Given passage:
## Start
Another interesting sight, especially at the, opera, is the row of boxes containing people of more or less prominence socially. When Society shops, it does not anticipate an audience, though it may be very handsomely garbed for all that; when it drives, its fine feathers may be muffled by wraps or shut in by the carriage cover; but when it goes to the opera, it does so in full regalia, with all its war paint on, to be seen by friend and foe alike. The costumes are of the finest fabric and the most artistic design, the jewels are the rarest and the most brilliant, the coiffure (including the toque or tiara) the most fetching, the fan the most dazzling. Seated in its boxes against a background of gold and red silk, Society looks very imposing, very magnificent. And it seems to be very happy, for it wears a beatific smile and sheds an extra beam of pleasure when its members bend to speak to each other. The slightest contact produces the smile, though people before them have smiled and smiled and smiled and still been villainously unhappy. But if any sorrow is behind the mask, you do not see it. They may grow sad-faced when at home and undressing for the night, but not publicly will they show a rueful countenance.

After the play or the opera is over all the exits are hastily thrown open. People cannot get away fast enough by the main entrances. They may stop a moment to talk to some acquaintance, but usually they lose patience with anyone who holds up the line of people on the stairways or in the vestibule. Just why or what their haste they scarcely know. Most of them are going home and to bed, and are in no hurry about it if they stopped to think; but possibly a third of the audience is going somewhere to supper, and it is this minority that sets the speed for the others until they are quite persuaded that they, too, are in a hurry to secure a table somewhere. Everyone in New York is not in such hot haste as he appears. Many would, if they could, move slowly, but they understand they must move at the New York pace or else be stepped upon. Thus it is that the average person gets out of a theater faster than he went in; and after he is alone on the sidewalk he perhaps stops to think what he will do or where he will go.
## End
Exercise task A: The passage on New York opera and theater crowds names several items of Society's attire at the opera, each praised as the finest, rarest, most fetching, or most dazzling. List them.
Exercise task B: Carry the passage on New York opera and theater crowds forward, beginning after its last sentence.

Rows:
## Start
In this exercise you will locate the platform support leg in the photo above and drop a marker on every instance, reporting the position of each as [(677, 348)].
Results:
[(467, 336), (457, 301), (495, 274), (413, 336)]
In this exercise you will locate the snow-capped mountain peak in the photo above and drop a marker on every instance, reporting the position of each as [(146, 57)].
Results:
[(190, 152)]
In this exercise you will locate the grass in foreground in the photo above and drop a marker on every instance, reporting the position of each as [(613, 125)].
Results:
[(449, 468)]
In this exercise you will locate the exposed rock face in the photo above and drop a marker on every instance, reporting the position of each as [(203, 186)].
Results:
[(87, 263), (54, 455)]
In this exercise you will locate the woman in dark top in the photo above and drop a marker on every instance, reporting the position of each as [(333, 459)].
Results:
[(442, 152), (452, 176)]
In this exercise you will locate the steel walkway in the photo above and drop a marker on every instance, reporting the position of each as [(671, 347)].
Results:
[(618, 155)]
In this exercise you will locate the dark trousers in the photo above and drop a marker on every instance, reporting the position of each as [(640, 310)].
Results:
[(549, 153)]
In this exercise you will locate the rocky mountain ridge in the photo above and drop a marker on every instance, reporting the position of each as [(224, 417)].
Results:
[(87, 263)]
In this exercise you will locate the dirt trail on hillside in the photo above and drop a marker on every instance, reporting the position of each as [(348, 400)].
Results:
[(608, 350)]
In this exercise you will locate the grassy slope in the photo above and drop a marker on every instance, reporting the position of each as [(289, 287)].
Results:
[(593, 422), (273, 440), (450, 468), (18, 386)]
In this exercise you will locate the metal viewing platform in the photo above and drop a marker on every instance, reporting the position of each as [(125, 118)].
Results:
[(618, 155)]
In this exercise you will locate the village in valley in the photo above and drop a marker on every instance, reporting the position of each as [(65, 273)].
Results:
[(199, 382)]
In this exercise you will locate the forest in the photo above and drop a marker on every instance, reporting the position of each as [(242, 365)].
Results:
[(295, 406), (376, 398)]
## End
Exercise answer A:
- Costumes
- Jewels
- Coiffure (including the toque or tiara)
- Fan

Exercise answer B:
If he is a lone bachelor or with men friends, perhaps he goes off to the Players Club on Gramercy Park, where the actors assemble after the play to talk, smoke, or have sup-per. If the way lies up Fifth Avenue, perhaps the theater-goer may turn into the artistic Century, the political Union League, the academic University, the social Union, or the grandiose Metropolitan. They are nearly all of them pretentious clubs, nearly all of large proportions, nearly all furnished like modern hotels, —with more extravagance than taste. The columns and gildings, the lounges, curtains, and rugs that set off the smoking, reading, and reception rooms, would be more appropriate perhaps in some palace ball-room. But there is no denying their comfort. They are like the Pullman car, over which we may worry because of its want of simplicity, but not because of the softness of its seats.

The clubs of New York are perhaps the most luxurious known anywhere in the modern world. That is said to be their crying evil. They are too good a substitute for a home; and many men adopt them, have the club address put on their visiting cards, get their mail there, live there. The prominent ones with good dining-room accommodations are well patronized. That portion of the community afflicted with too much time to kill, and perhaps for that reason called the "leisure class," goes to its club every afternoon, and usually ends up there every evening. So-called "club men" keep filing in and out all day long; and not an inconsiderable constituency takes breakfast there in the morning.

Aside from the large clubs the city is well supplied with organizations devoted to work, to study, to music, to art, to the theater. All of them make for society. The small theater club of ten or a dozen members is existent upon almost any city block. Ostensibly it is devoted to a study of the drama. A play is seen, and afterwards the party adjourns to some restaurant or member's house, has its theater supper, and perhaps discusses the performance. These are generally juvenile gatherings, modest enough in scale and possibly shallow enough in criticism, but enjoyable, judging by the faces and the laughter. Young people in New York have the same good time, on slight provocation, that they do elsewhere in the world.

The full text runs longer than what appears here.